Trecho fornecido:
--------------------
Venezuela sob o perigo da extrema direita

Por David Cavalcante, da Redação
Instagram/Edmundo González

Edmundo González, candidato dos empresários e da extrema-direita venezuela, ao centro

No próximo domingo, 28, haverá eleições presidenciais no país vizinho. O mandato do Presidente é de 6 anos e cerca de 21,4 milhões de eleitores estão aptos a votar. São 10 candidatos que disputarão o voto popular de apenas um turno. Na legislação do país não existem limites para reeleição.

O atual Presidente, Nicolás Maduro, foi eleito em 2013 e reeleito em 2018, e atualmente busca um terceiro mandato pelo PSUV, Partido Socialista Unido da Venezuela, num contexto de agravamento de uma forte crise econômica e social e acirramento da disputa política contra uma extrema-direita radical, apoiada pelos Estados Unidos, principalmente de setores de extrema direita do Partido Republicano.

O principal candidato da oposição de direita é Edmundo González Urrutia, mas, na verdade, a sua alavanca eleitoral é Maria Corina Machado, uma pré-candidata alinhada de joelhos aos interesses norte-americanos, vinculada aos grupos capitalistas do país como o Grupo Polar, que venceu as prévias internas da oposição de direita, mas que foi impugnada por ter tido irregularidades em prestação de contas do seu mandato parlamentar.
--------------------
Instruções:
A - Responda com base no trecho sobre a eleição na Venezuela:
(i) Quantos eleitores, mais ou menos, podem votar?
(ii) Em que anos Nicolás Maduro foi eleito e depois reeleito?
(iii) Por que Maria Corina Machado foi impugnada?
B - Copie, sem mudar nada, a parte do trecho sobre a eleição na Venezuela que começa em "Por David Cavalcante, da" e vai até "do Partido Republicano.".

(Registros de dados guardados)
--------------------
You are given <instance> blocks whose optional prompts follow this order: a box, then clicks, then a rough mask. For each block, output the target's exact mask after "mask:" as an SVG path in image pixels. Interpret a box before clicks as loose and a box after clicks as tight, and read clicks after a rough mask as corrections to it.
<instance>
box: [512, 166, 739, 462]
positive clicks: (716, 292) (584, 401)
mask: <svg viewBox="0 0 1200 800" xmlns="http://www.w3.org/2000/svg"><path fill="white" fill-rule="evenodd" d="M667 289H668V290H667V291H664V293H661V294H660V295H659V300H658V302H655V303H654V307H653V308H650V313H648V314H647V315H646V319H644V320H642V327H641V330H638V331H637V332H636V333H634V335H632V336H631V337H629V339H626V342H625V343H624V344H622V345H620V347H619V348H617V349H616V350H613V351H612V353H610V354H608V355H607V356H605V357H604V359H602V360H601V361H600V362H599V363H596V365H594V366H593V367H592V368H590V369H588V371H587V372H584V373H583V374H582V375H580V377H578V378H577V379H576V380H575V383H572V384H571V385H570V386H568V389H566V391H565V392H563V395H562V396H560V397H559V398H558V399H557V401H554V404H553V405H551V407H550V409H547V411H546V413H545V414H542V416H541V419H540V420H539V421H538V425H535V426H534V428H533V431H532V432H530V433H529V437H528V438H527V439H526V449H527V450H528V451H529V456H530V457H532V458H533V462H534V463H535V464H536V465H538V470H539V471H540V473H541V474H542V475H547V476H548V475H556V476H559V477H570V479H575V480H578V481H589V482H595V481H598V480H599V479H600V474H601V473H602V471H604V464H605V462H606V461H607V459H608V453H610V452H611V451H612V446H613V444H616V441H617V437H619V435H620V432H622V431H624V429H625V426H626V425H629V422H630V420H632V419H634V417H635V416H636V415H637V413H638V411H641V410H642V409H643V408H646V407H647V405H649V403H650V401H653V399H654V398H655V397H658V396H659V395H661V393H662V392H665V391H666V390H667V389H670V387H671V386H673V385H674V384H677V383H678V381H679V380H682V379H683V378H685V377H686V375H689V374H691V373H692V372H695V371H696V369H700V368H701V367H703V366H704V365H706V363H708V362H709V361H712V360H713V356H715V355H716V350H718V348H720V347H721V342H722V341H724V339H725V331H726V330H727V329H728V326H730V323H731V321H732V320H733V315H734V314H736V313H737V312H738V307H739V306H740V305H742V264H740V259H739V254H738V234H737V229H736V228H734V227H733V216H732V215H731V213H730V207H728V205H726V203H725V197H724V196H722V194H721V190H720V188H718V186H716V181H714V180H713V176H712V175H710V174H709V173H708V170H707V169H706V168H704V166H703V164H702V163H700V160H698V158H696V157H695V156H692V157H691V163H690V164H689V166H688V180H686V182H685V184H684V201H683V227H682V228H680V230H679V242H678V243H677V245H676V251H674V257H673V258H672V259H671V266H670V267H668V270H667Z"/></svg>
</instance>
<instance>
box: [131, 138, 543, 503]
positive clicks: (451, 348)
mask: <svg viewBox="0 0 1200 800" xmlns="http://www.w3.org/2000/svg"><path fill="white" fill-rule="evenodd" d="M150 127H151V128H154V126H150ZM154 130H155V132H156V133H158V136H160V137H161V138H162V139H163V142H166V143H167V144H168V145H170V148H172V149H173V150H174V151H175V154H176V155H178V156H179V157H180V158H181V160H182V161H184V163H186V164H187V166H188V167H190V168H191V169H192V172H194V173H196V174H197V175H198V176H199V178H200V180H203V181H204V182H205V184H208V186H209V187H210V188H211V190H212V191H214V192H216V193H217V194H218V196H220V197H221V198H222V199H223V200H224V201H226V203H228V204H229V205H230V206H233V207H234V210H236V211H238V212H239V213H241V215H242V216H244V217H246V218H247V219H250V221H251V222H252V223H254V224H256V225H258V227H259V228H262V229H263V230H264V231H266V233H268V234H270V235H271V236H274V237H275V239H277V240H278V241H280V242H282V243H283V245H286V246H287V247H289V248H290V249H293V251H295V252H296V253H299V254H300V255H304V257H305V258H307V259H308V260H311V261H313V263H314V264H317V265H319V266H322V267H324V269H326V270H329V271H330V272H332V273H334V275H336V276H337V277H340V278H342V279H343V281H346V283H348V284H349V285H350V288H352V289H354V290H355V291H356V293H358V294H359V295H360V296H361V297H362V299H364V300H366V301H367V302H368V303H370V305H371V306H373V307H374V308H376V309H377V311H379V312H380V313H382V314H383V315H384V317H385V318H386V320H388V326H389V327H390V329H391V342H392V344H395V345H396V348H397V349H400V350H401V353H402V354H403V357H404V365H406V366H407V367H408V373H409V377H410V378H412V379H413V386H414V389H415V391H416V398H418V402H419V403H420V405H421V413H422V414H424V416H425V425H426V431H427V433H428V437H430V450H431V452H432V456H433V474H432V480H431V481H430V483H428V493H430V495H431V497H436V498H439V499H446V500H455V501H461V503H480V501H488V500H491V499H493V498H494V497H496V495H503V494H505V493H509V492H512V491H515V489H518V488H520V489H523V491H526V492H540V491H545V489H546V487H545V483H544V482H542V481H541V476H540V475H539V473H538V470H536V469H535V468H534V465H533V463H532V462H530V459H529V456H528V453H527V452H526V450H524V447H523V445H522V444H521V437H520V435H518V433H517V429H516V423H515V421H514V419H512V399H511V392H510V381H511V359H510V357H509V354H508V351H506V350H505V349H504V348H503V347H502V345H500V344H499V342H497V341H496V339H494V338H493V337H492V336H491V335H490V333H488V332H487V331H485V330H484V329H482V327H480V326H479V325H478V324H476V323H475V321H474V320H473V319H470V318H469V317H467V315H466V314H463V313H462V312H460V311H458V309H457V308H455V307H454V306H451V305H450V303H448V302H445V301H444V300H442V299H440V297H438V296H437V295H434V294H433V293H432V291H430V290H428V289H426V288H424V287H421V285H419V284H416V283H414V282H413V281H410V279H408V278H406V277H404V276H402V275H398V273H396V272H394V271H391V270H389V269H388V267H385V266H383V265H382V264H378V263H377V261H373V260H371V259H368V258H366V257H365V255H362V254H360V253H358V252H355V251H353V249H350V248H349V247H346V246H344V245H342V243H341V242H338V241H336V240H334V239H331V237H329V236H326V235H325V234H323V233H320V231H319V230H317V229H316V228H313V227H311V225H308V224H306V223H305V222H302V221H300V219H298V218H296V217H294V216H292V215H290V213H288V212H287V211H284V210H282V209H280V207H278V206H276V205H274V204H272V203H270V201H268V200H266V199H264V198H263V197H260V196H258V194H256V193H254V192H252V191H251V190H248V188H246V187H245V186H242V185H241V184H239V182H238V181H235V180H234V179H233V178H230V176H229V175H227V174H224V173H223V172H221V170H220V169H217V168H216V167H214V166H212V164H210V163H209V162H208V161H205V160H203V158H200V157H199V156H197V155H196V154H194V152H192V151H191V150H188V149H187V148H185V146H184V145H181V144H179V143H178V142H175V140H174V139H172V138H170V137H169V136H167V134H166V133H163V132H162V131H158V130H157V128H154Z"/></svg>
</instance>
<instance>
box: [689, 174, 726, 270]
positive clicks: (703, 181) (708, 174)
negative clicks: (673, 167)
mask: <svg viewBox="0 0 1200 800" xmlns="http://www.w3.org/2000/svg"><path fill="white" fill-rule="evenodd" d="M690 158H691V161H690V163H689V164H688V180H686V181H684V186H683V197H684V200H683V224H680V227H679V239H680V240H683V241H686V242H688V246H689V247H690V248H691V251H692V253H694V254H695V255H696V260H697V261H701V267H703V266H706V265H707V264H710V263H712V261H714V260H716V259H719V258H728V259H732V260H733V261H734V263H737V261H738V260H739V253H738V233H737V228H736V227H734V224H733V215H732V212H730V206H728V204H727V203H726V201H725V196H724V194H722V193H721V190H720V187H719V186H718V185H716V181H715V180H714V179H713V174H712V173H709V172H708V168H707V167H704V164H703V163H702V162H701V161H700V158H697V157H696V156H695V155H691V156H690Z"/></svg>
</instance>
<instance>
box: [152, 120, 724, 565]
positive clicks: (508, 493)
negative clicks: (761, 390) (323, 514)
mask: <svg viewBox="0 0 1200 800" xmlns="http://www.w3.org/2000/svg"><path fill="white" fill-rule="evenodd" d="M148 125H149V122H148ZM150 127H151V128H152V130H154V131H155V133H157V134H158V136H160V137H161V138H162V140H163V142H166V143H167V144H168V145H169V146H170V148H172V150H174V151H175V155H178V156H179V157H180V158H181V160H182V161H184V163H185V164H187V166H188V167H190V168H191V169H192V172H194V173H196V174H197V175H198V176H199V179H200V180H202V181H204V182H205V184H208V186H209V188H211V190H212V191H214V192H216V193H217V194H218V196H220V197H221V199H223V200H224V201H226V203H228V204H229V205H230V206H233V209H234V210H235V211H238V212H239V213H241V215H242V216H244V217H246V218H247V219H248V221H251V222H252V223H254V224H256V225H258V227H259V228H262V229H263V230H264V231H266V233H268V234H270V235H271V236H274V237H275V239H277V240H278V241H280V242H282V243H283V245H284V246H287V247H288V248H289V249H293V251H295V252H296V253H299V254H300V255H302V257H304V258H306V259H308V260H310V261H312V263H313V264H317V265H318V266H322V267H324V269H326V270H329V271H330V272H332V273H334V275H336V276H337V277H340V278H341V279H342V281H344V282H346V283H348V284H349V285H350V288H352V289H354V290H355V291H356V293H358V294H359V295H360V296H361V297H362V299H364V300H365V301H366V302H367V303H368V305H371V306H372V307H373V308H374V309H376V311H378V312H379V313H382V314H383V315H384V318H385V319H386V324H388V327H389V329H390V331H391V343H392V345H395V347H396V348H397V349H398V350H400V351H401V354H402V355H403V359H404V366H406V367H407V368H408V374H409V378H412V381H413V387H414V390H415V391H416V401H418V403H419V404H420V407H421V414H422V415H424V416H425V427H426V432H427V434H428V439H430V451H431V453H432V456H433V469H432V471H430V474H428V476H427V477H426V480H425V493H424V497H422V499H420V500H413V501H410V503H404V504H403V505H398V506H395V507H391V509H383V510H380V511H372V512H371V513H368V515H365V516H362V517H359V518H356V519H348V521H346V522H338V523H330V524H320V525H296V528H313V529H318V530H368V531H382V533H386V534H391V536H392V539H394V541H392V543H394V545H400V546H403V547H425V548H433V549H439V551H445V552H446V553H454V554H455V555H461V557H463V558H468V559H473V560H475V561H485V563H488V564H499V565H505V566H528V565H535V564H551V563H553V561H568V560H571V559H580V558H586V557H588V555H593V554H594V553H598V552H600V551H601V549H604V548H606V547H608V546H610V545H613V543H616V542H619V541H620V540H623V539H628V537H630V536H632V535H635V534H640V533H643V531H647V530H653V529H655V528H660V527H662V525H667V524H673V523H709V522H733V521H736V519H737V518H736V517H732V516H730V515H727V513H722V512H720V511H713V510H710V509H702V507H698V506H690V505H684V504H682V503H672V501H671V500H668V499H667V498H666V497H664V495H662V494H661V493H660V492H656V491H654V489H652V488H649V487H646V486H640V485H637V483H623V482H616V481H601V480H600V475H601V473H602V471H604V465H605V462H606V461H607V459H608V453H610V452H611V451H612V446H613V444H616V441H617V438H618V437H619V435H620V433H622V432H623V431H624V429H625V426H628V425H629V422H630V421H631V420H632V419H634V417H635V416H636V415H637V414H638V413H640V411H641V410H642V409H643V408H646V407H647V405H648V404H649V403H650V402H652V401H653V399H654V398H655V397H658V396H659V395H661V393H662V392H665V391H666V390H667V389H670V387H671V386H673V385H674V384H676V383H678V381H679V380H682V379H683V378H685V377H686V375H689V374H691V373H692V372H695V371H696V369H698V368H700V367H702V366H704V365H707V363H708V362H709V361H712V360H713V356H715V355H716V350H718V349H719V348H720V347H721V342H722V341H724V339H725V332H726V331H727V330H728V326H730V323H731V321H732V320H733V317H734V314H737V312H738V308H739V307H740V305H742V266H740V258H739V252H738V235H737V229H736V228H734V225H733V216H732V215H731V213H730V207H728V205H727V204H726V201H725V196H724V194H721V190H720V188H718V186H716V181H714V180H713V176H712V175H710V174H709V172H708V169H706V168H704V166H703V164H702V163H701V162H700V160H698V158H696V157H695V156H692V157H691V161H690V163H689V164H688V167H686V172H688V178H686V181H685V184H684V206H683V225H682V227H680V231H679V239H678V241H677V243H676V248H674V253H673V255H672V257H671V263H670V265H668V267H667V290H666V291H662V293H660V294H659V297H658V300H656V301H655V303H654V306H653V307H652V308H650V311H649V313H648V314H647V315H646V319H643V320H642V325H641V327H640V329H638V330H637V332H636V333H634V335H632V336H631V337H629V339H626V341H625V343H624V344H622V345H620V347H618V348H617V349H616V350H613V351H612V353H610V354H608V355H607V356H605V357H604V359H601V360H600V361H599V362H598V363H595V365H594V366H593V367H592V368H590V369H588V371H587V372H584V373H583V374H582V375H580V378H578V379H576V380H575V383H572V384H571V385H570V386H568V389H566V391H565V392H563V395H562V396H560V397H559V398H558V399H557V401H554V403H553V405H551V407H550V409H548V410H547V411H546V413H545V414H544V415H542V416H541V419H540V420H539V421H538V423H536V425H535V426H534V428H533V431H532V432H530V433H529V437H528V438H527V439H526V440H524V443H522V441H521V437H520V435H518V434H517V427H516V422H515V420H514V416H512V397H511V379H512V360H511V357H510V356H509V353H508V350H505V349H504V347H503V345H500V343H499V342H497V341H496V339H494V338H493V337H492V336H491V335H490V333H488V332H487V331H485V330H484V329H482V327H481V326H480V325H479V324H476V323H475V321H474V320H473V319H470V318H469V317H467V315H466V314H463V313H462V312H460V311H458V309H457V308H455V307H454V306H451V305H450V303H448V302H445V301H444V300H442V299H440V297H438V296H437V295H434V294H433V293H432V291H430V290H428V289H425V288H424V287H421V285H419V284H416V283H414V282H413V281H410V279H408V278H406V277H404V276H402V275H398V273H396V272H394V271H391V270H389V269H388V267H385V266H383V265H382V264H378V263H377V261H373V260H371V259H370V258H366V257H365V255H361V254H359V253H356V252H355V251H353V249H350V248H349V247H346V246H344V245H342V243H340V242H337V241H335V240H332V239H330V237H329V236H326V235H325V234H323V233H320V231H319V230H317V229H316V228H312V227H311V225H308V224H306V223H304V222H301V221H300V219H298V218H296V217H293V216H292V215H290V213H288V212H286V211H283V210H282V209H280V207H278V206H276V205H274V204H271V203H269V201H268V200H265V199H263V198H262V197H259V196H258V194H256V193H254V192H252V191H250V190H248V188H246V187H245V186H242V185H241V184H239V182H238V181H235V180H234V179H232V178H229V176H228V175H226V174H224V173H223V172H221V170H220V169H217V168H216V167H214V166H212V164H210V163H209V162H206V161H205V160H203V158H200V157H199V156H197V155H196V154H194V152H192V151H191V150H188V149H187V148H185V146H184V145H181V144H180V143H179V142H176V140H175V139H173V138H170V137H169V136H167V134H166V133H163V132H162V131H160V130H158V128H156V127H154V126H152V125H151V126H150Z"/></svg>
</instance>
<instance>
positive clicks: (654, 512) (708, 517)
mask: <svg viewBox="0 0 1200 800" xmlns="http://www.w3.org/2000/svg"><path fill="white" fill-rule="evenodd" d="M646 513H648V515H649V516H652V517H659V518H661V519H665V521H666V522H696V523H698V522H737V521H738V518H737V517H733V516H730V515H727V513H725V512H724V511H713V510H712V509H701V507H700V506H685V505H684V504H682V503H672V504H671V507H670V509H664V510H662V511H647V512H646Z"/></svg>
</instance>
--------------------
Respostas esperadas:
A -
(i) Cerca de 21,4 milhões de eleitores.
(ii) Foi eleito em 2013 e reeleito em 2018.
(iii) Por ter tido irregularidades na prestação de contas do seu mandato parlamentar.

B -
Por David Cavalcante, da Redação
Instagram/Edmundo González

Edmundo González, candidato dos empresários e da extrema-direita venezuela, ao centro

No próximo domingo, 28, haverá eleições presidenciais no país vizinho. O mandato do Presidente é de 6 anos e cerca de 21,4 milhões de eleitores estão aptos a votar. São 10 candidatos que disputarão o voto popular de apenas um turno. Na legislação do país não existem limites para reeleição.

O atual Presidente, Nicolás Maduro, foi eleito em 2013 e reeleito em 2018, e atualmente busca um terceiro mandato pelo PSUV, Partido Socialista Unido da Venezuela, num contexto de agravamento de uma forte crise econômica e social e acirramento da disputa política contra uma extrema-direita radical, apoiada pelos Estados Unidos, principalmente de setores de extrema direita do Partido Republicano.